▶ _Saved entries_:
********
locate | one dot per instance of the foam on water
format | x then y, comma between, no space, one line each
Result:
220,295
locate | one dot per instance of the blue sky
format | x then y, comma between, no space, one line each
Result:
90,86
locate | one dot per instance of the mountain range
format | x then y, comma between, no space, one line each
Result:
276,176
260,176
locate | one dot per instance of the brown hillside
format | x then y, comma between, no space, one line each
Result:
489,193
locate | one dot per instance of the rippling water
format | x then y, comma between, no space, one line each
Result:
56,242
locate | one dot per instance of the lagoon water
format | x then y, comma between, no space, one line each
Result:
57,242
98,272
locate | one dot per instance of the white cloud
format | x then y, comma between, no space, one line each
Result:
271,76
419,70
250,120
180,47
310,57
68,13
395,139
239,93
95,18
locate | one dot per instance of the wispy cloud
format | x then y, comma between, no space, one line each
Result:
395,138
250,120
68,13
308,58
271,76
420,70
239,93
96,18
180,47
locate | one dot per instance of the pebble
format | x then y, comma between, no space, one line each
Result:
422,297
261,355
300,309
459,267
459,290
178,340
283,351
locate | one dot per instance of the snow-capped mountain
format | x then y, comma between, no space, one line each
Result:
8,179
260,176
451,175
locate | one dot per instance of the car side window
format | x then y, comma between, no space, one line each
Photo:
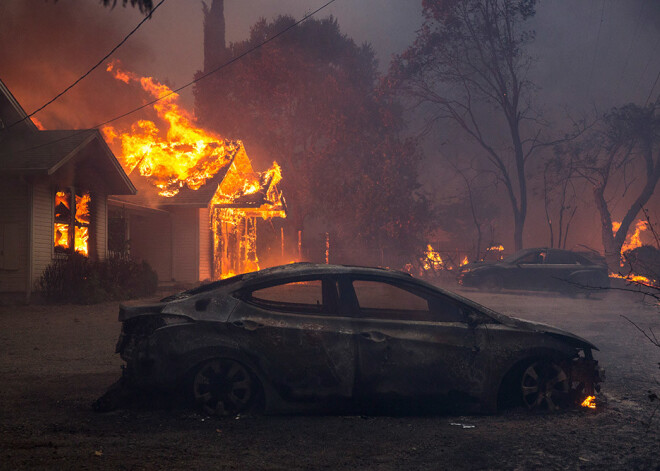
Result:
380,300
561,258
533,258
293,296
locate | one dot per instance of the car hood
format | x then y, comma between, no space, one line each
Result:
525,324
550,330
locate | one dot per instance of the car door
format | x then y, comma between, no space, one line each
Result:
301,336
531,271
562,264
411,342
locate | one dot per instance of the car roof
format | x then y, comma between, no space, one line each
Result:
311,269
291,270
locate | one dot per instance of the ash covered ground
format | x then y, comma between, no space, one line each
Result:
57,360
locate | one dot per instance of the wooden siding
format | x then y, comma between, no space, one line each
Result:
99,225
205,246
42,227
150,237
185,244
14,195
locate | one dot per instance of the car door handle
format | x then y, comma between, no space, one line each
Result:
374,336
247,325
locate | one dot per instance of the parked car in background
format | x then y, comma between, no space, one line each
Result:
303,333
539,269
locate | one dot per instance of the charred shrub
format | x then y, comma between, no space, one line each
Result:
76,279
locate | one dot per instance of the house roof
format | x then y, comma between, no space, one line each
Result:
45,152
26,150
12,115
147,194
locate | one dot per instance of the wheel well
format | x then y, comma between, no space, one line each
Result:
508,393
186,383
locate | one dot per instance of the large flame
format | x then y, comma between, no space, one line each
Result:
633,240
589,402
63,222
185,155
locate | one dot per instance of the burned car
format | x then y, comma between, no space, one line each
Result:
545,269
287,336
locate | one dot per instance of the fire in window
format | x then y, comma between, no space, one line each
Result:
72,222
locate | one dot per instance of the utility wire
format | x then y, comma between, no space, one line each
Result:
201,77
92,69
652,88
220,67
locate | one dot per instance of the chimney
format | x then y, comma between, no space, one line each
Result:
215,51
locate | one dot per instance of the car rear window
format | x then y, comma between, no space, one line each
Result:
380,300
294,296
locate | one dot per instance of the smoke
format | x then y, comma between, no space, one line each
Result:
48,45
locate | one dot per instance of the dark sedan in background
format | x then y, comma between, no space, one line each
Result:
305,333
538,269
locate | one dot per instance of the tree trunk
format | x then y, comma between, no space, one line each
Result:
610,245
518,226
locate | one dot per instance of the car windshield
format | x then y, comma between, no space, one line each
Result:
515,256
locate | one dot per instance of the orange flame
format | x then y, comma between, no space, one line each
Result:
633,240
185,156
590,402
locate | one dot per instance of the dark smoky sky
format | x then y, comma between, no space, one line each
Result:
590,54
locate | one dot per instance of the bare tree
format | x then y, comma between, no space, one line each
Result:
613,159
559,197
469,65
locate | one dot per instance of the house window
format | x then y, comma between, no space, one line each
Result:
72,220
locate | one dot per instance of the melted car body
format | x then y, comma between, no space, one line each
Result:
538,269
304,333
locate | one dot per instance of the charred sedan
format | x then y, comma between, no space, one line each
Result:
538,269
309,334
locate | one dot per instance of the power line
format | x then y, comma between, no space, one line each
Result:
90,70
202,77
652,88
217,69
593,60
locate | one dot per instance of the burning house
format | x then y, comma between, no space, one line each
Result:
199,200
54,191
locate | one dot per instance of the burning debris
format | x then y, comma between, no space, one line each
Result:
186,158
632,243
71,226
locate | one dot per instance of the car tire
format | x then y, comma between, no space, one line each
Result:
224,387
545,386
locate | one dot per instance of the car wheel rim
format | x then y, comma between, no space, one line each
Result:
223,387
545,386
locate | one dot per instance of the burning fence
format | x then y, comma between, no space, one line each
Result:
186,158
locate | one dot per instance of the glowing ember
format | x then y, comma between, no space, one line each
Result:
589,402
633,240
432,260
642,280
38,124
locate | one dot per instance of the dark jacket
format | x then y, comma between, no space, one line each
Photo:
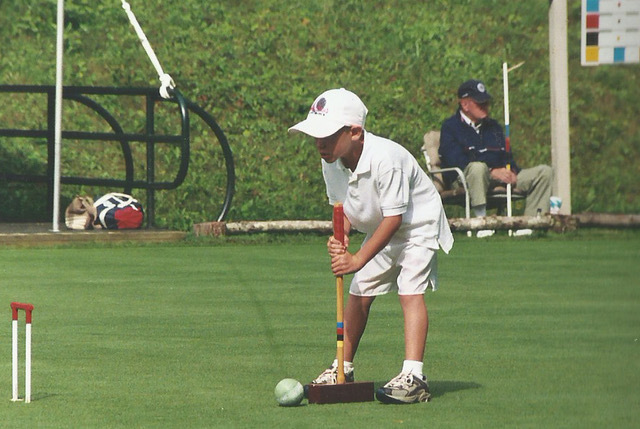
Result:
460,144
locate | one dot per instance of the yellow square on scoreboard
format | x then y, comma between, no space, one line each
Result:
591,54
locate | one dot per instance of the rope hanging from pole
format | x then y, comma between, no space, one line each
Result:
167,83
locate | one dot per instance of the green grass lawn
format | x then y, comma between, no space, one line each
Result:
527,332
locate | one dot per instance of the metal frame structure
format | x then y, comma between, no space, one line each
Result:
82,94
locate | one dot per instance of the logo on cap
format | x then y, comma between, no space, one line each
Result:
320,107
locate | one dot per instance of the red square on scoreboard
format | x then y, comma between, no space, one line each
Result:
593,20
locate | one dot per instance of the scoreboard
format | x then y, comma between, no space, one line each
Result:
610,32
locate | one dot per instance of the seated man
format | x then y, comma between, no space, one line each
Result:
475,143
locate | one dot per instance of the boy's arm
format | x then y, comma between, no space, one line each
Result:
343,262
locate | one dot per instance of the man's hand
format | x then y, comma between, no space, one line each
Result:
503,175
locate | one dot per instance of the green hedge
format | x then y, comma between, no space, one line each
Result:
256,67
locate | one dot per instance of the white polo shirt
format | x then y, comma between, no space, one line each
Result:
388,181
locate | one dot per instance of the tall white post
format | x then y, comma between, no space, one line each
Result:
58,116
14,360
559,78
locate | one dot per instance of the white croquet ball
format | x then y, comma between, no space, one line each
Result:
289,392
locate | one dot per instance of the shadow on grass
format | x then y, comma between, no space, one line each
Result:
442,387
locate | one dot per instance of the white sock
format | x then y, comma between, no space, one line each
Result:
480,211
412,367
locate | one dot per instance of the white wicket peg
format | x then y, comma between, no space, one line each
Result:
28,309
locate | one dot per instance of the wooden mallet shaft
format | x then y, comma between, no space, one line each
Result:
338,234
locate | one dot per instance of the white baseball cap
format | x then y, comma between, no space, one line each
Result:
330,111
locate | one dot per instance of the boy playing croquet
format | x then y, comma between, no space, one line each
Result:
387,196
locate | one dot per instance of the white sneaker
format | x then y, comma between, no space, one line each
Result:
485,233
404,389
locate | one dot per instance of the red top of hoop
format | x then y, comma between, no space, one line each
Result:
15,306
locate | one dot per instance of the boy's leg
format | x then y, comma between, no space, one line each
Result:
356,315
416,326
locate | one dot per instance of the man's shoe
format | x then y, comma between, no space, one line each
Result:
404,389
330,376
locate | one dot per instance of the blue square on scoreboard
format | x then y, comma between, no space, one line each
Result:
618,55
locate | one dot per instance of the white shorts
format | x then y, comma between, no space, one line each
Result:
408,268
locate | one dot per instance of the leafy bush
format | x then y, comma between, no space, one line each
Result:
256,67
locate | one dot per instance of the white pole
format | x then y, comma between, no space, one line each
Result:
505,81
14,360
27,365
58,116
559,81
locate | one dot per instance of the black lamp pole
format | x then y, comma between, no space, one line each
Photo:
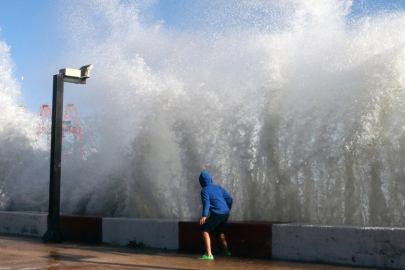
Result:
53,234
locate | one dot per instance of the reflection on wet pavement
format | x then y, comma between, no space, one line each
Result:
29,253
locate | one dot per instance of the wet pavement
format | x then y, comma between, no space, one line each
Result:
28,253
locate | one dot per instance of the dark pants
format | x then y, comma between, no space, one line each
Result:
216,223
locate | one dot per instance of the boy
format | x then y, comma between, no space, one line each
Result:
218,202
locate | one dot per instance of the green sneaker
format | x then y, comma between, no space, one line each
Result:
205,257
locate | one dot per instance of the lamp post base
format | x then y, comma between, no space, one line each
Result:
52,236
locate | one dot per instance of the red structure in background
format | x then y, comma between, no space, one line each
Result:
71,121
71,124
45,124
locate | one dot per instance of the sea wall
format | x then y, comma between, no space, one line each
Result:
346,245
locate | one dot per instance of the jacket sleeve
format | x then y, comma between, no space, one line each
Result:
228,198
205,198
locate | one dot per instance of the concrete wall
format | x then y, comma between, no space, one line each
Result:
23,223
247,239
141,232
348,245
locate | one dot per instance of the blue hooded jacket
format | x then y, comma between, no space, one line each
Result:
214,198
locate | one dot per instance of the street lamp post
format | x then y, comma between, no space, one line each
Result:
78,76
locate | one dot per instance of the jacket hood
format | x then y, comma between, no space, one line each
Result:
205,179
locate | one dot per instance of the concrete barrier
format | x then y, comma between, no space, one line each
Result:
79,228
348,245
247,239
154,233
23,223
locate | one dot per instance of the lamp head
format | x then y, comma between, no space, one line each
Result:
85,71
82,73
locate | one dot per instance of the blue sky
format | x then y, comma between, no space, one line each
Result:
31,29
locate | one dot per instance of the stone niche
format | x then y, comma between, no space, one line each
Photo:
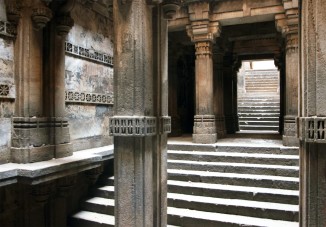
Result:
89,78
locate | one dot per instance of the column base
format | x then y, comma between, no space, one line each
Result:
39,139
204,138
38,154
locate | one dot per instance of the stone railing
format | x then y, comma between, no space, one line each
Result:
313,129
87,97
89,54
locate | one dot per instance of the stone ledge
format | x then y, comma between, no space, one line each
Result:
39,172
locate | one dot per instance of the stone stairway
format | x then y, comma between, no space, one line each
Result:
259,106
223,185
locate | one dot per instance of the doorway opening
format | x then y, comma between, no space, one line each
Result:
259,96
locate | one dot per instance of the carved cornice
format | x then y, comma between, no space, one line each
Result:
41,15
64,24
312,129
89,54
203,31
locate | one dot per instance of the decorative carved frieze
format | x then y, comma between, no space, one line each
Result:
87,97
203,49
132,126
7,29
313,129
89,54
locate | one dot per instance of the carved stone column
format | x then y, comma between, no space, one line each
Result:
29,135
203,33
218,91
140,121
288,25
54,78
312,122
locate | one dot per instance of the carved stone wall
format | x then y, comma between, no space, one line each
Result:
89,78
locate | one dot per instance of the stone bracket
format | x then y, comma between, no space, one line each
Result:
138,126
312,129
165,124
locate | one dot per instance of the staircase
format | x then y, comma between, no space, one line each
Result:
217,185
259,106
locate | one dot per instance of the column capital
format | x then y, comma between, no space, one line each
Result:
204,31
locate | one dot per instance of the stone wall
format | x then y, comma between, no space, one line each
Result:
90,73
7,87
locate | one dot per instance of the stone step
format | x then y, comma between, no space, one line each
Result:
262,110
252,104
250,180
193,218
258,115
271,159
246,208
247,168
99,205
259,127
258,122
234,192
92,219
235,147
106,191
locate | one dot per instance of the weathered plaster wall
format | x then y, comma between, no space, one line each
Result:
89,121
7,91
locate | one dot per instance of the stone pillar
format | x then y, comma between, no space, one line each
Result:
173,89
203,33
30,129
228,95
140,121
312,130
218,91
288,25
54,79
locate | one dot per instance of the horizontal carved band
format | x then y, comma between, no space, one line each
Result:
132,126
39,122
89,54
7,29
85,97
313,129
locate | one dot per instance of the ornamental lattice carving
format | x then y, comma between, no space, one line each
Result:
313,129
203,49
165,124
88,54
86,97
7,29
132,126
4,90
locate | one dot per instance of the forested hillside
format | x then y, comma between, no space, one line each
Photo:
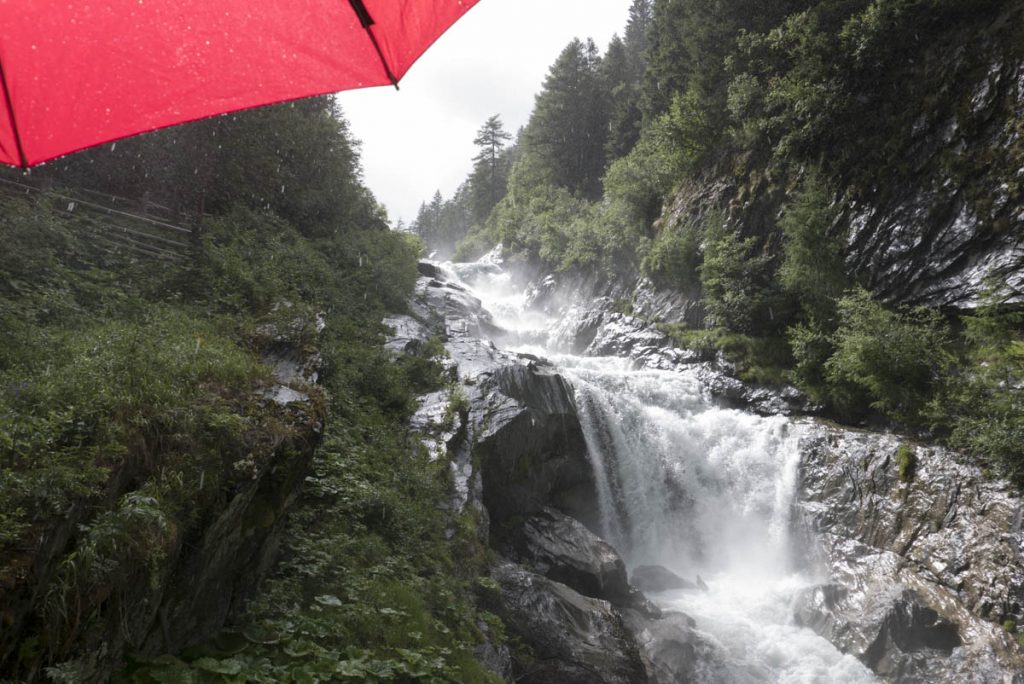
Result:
836,183
188,417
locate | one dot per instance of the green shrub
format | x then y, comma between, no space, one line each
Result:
738,281
982,409
674,258
812,268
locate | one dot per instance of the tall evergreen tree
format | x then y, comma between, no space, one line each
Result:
635,41
489,176
568,127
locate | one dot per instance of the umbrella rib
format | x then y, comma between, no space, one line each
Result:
368,22
13,121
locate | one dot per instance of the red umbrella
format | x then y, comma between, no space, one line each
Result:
79,73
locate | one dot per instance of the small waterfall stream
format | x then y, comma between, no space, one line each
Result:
697,488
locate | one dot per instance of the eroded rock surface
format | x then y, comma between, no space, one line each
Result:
923,573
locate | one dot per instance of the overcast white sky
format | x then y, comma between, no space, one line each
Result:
420,139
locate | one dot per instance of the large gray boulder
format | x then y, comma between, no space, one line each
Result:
671,650
658,579
560,548
923,573
572,638
529,443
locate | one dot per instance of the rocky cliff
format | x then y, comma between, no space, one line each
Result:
518,458
924,558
********
▶ _Task statement_: Nothing but lines that contain "pole" should appear in the answer. Copy each from the records.

▶ _Expected answer_:
locate | one dot per instance of the rope hanging from pole
locate | one dot per instance of the white pole
locate | one dot per instance of the black lamp pole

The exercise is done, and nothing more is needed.